→ EXCERPTED PASSAGE
'''

But a program by Planned Parenthood Greater Memphis Region (PPGMR) is aiming to pick up the slack left by public high schools in Shelby County. The Sexperts program trains college students to be peer educators in issues around sexual health.
“We do a lot of myth busting,” said Ashley Jones with PPGMR. “A lot of people think they know, but once we get into the content, they realize how much they don’t know about basic anatomy. When it comes to reproductive anatomy, everybody is pretty much on the same playing field. The adults don’t know too much more than the middle schoolers or college students.”
The classes train college students on sexual health, reproductive anatomy, pregnancy prevention, gender and orientation, consent, abstinence, safe sex, STDs, and campus organizing.
Once the training is over, the graduates get a Sexpert tee-shirt to wear around campus. They’re also authorized to start host sexual education events around campus.
“We had some kids do an Easter egg hunt, and they put little condoms inside the Easter eggs, or they may do an info night at their dorm or sit at info tables at a health fair,” Jones said. “We serve as a resource for them so we can provide them with condoms, brochures, information, whatever they may need to make the event successful.”
Jones estimated are there are around 75 local sexperts spread across most college campuses with a high concentration at Rhodes College (where they have their own Sexpert chapter) and the University of Memphis.

'''

→ WRITTEN TASKS
**A.** Write out the part of the passage about the Sexperts program that begins at the words "Once the training" and stops after the words "events around campus.".
**B.** Continue the passage about the Sexperts program from its last sentence.
The records have no connection to the passage about the Sexperts program.

→ DATA LISTING

'''

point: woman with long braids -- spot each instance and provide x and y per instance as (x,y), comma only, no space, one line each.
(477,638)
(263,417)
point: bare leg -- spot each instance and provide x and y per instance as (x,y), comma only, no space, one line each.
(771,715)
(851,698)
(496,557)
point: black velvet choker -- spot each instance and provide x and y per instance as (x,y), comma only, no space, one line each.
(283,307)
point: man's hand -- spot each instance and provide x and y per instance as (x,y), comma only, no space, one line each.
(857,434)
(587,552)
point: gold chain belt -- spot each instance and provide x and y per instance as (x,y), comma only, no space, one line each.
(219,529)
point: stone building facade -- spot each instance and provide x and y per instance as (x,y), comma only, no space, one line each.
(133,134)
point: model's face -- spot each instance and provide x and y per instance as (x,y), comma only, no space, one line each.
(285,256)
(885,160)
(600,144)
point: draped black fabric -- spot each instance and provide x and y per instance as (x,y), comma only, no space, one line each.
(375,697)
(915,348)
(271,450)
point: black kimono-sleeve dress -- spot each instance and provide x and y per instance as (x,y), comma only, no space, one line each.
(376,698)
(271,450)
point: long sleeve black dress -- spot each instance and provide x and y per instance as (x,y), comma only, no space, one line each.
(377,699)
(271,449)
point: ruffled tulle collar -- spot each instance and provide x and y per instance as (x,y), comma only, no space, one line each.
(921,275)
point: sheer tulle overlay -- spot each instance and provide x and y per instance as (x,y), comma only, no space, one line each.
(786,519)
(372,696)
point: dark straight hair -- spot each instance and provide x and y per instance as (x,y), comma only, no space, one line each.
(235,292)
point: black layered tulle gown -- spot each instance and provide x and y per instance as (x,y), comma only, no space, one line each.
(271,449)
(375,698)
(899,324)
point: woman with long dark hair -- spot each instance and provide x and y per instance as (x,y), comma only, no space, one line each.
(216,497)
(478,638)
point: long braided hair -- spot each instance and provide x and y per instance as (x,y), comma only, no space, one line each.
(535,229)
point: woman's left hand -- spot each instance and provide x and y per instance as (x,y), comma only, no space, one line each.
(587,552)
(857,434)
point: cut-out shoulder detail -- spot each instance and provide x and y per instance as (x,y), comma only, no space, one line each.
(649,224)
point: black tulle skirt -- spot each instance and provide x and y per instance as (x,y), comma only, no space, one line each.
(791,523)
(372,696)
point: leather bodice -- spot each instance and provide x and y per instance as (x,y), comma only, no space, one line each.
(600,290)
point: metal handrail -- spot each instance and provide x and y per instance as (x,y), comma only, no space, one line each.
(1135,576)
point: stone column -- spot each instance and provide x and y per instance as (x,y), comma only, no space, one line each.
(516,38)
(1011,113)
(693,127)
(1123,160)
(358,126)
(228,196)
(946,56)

'''

→ RESPONSE LIST
**A.**
Once the training is over, the graduates get a Sexpert tee-shirt to wear around campus. They’re also authorized to start host sexual education events around campus.

**B.**
Kelsie Richardson is an intern at PPGMR and a Sexpert at the U of M. She transferred from Christian Brother University (CBU), where she says she wasn’t even allowed to wear her Sexpert tee (“CBU is a conservative Catholic college so I couldn’t have any ties — not publicly — with PPGMR.”).
But since she’s been at the U of M, she’s helped host the largest Sexpert training the U of M campus has seen with about 50 students.
Richardson said college students might think they know everything about sex, but she said students are often surprised by what they learn.
“I thought I knew everything. I was 20 years old, and then I got in there and barely knew anything, like different issues about consent,” Richardson said. “I’d heard of consent, but I’d never heard the nitty-gritty of it. I think if more people knew those things, it would cut down on sexual assault issues.”